- Observed by: People from Ballarat area
- Type: Local
- Celebrations: Agricultural displays, sideshows, fashion parades
- Date: Second weekend of November
- Frequency: Annual

= Ballarat Show =

The Ballarat Show is an annual event held at the Ballarat Showgrounds run by the Ballarat Agricultural and Pastoral Society.

Established in 1887, the Ballarat Show is principally an agricultural event which focuses on the primary industries of Victoria, and rural lifestyle of many Tasmanians with events such as livestock judging, equestrian events, animal breeders competitions, produce competitions and wood chopping, although it also incorporates live entertainment, sporting events, food tasting, and fashion shows. A popular feature of the show is the sideshows which feature showrides, foodstalls, games of skill, and showbag stalls.

The show runs for three days, Friday through to Sunday, ending on the second Saturday in October. The Friday is a public holiday in the City of Ballarat, Hepburn Shire and selected regions in the Golden Plains Shire, known as Show Day. The Saturday is known as family day and usually involves many discounts and savings on showbags and rides from the other days.

Like its southern counterpart, the Royal Melbourne Show, over recent years the event has shifted towards more of a carnival atmosphere than its previously more agrarian focus.

In 2020 and 2021 the Show was cancelled due to the COVID-19 pandemic. The 2021 show is scheduled for 12 to 14 November.

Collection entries
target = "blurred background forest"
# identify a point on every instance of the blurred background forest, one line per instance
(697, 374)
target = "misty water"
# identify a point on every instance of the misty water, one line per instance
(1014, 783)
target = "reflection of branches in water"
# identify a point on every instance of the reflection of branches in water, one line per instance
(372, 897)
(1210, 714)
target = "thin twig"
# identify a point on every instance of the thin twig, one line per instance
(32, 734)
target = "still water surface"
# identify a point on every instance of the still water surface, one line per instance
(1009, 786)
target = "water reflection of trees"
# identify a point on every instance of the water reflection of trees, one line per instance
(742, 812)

==

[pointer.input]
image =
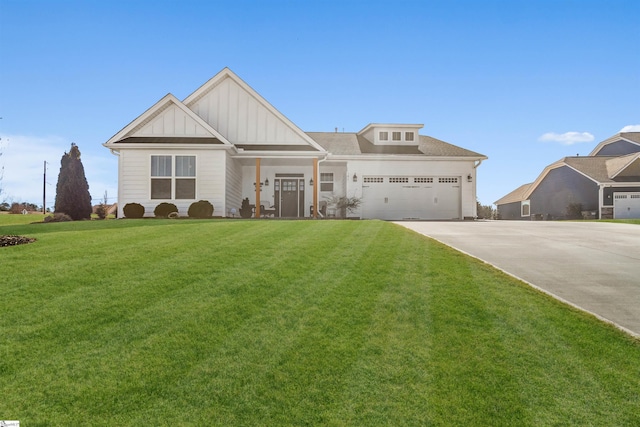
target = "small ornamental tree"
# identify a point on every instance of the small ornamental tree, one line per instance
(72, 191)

• **EXERCISE TASKS**
(a) Write out the stretch of the Ballarat Show text from "The show runs" through "more agrarian focus." word for word.
(b) According to the Ballarat Show text, which organization runs the show?

• **WRITTEN ANSWERS**
(a)
The show runs for three days, Friday through to Sunday, ending on the second Saturday in October. The Friday is a public holiday in the City of Ballarat, Hepburn Shire and selected regions in the Golden Plains Shire, known as Show Day. The Saturday is known as family day and usually involves many discounts and savings on showbags and rides from the other days.

Like its southern counterpart, the Royal Melbourne Show, over recent years the event has shifted towards more of a carnival atmosphere than its previously more agrarian focus.

(b) The Ballarat Agricultural and Pastoral Society